◆ Written instruction:
Report each line of the records that contains the string "stone". Case matters.

-- START Dataset content --

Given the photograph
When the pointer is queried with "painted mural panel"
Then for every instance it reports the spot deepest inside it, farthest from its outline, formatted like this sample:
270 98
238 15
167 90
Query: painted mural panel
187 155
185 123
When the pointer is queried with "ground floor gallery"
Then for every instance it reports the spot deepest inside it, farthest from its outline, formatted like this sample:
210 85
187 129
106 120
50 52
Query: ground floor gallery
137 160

-- END Dataset content --
-- START Dataset content --

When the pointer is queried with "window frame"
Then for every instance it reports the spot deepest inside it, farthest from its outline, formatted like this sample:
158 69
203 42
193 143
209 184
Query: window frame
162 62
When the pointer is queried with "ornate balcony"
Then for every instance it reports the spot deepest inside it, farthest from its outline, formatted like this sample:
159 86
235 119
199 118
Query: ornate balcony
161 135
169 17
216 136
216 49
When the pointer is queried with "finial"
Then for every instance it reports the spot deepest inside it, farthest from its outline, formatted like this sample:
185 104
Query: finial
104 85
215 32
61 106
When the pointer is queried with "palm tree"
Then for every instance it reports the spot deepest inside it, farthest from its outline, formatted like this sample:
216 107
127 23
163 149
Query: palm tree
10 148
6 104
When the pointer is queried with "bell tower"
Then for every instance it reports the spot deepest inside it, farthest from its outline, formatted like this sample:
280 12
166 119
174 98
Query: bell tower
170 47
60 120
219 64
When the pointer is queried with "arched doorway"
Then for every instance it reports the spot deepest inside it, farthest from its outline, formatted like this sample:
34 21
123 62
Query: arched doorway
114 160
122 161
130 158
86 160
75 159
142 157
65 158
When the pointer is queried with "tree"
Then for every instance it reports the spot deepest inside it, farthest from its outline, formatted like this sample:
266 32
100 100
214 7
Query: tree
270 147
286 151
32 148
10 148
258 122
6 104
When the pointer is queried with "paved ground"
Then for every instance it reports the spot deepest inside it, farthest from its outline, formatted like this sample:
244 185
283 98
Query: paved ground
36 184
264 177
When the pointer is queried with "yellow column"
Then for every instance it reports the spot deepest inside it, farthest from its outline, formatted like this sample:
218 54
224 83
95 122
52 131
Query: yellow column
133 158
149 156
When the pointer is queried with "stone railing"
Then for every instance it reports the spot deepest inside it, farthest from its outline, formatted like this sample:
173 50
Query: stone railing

-- END Dataset content --
-- START Dataset content --

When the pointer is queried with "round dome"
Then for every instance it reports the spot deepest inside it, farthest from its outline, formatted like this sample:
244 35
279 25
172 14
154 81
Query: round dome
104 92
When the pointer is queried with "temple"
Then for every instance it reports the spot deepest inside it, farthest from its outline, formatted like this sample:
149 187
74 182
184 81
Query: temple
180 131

-- END Dataset content --

◆ Result of the task:
When the pointer is queried with "stone railing"
Query: stone railing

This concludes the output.